• **Aim A**
Answer from the thread on catching segmentation faults below:
(i) What does justin use to call the C program from Python?
(ii) Which exception does swapnil say Python raises when it runs out of memory?
(iii) What two courses of action does John Nagle propose?

• **Text section**
********************
2010-11-17 Thread justin
On Nov 17, 1:06 am, John Nagle  wrote:
> On 11/16/2010 10:15 PM, swapnil wrote:
>
>
>
>
>
> > On Nov 17, 10:26 am, justin  wrote:
> >> Hi all,
>
> >> I am calling a program written in C inside Python using ctypes,
> >> and it seems that sometimes the program in C crashes while it's being
> >> used in Python.
> >> Even under the circumstances, I want to get the Python program going
> >> by handling the segmentation fault.
>
> >> I've already searched the Internet, but couldn't get the right answer
> >> to catch them.
> >> Could any of you please let me know how to deal with this and catch
> >> the segmentation fault in Python?
>
> >> Thanks,
> >> Justin.
>
> > Segmentation fault isn't exactly an exception that you can catch. It
> > usually means something has gone horribly wrong, like dereferencing
> > invalid pointer, trying to access memory out of process's range. Since
> > if you run out of memory Python simply raises MemoryError exception,
> > which you can catch. So that is not the case for segmentation fault.
>
>     Either fix the program so it doesn't crash,or run the offending
> module and the C code in a subprocess.
********************
• **Data listing**
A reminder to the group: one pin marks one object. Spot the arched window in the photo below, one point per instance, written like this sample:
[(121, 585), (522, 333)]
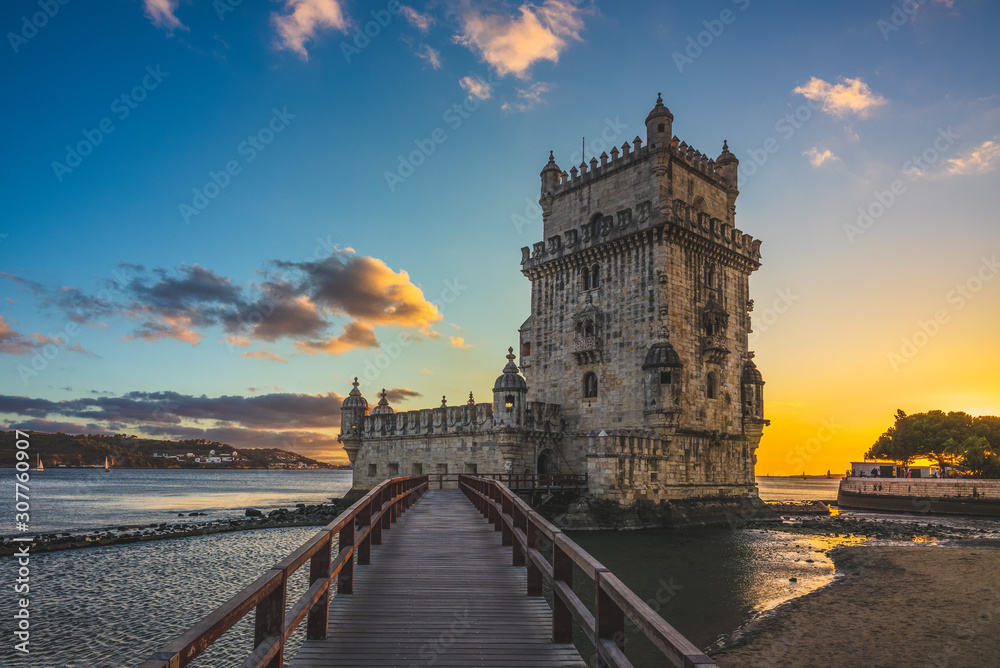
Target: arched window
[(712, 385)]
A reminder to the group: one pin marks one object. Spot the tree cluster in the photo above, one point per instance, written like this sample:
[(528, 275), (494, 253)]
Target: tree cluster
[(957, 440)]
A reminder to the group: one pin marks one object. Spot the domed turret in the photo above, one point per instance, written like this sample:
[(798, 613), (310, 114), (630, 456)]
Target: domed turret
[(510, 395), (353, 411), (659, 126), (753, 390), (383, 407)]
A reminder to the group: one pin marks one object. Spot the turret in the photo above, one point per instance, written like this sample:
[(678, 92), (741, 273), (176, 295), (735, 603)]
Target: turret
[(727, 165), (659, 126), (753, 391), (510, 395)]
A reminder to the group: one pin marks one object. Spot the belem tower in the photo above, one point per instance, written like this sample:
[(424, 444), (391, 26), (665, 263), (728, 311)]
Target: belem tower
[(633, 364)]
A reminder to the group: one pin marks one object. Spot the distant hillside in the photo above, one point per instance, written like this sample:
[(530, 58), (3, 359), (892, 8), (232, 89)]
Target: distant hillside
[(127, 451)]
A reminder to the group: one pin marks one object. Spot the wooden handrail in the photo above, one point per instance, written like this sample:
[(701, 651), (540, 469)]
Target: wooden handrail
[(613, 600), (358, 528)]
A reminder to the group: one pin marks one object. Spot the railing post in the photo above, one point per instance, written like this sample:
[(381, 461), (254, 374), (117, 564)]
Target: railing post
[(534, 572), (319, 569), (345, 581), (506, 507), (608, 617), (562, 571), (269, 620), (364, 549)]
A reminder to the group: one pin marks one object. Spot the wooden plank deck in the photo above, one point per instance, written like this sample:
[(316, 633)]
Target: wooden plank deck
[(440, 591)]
********************
• **Aim B**
Output, as a numbered list, the rows of the data listing from its first line through the line containing "[(712, 385)]", inclusive. Omit blank lines and leave out the picture.

• **Exercise response A**
(i) ctypes
(ii) MemoryError
(iii) Fix the program so it doesn't crash, or run the offending module and the C code in a subprocess.

• **Exercise response B**
1. A reminder to the group: one pin marks one object. Spot the arched window in the photo below, one point per instance, written like this sample:
2. [(121, 585), (522, 333)]
3. Target: arched window
4. [(712, 385)]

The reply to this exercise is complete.